* **Document**
# # # #

Originally, the ISGW model was introduced to see that the free-quark decay model
for $B\to X\ell{\bar\nu}$ might be deficient in the end point region where
the lepton energy is near its maximum.

One important demerit of the ISGW is that it underestimates the form factors
at high $q^2$ \cite{ISGW2}.
This deficiency is due to the Gaussian wave function, which is a direct
consequence of the classical potential.
Besides, the exponential factor makes it
unnatural that the decay rates are very sensitive to the kinematical points
where the two-body decay rate is determined.
Even a small uncertainty can result in a big fluctuation of the form factors.
As an illustration,
we list in Table \ref{FISGW} the values of the form factors calculated at
$q^2=m_\pi^2,~m_K^2$, and $t_m$ in the ISGW model (corresponding values in
ISGW2 are also given as comparisons) for $B\to PT$.
At $q^2=m_\pi^2$ or $m_K^2$, $\F\approx -0.03$ for all $T$.
However, at maximum momentum transfer, the values of the form factors increase
by almost an order of magnitude, e.g., $\F\approx -0.2$ for $T=a_2,~f_2,~f_2'$.

# # # #

* **Stated goal 1**
In the passage on the ISGW model, what causes the model to underestimate the form factors at high $q^2$?
* **Stated goal 2**
Carry on the passage on the ISGW model from its last sentence.

* **Recorded data**
# # # #

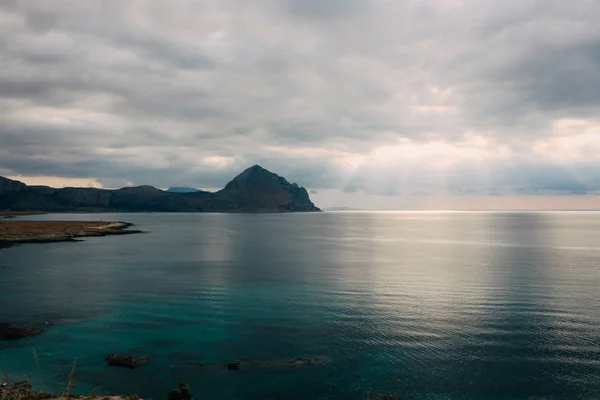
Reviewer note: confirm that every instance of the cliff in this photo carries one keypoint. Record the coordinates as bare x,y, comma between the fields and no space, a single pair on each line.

# # # #

* **Written answer 1**
The Gaussian wave function, which is a direct consequence of the classical potential.

* **Written answer 2**
Consequently, the prediction of the branching ratios for $B\to PT$ increase by
about two orders of magnitude.
Typically, the branching ratios increase from $\calO(10^{-8})\sim\calO(10^{-7})$
to $\calO(10^{-6})\sim\calO(10^{-5})$.
For example, $\calB(B^+\to\pi^+ a_2^0)\simeq (35-45)\times 10^{-8}$ with
$\F(m_\pi^2)$, while the branching ratio amounts to
$\simeq (15-19)\times 10^{-6}$ when $\F(t_m)$ is used.
\par
In the ISGW2 model, all the advantages of the heavy quark symmetry (HQS) are
included.
Though the ISGW2 still needs model calculations,
the use of HQS considerably reduces the ambiguities which appeared in the original
ISGW when obtaining physical form factors.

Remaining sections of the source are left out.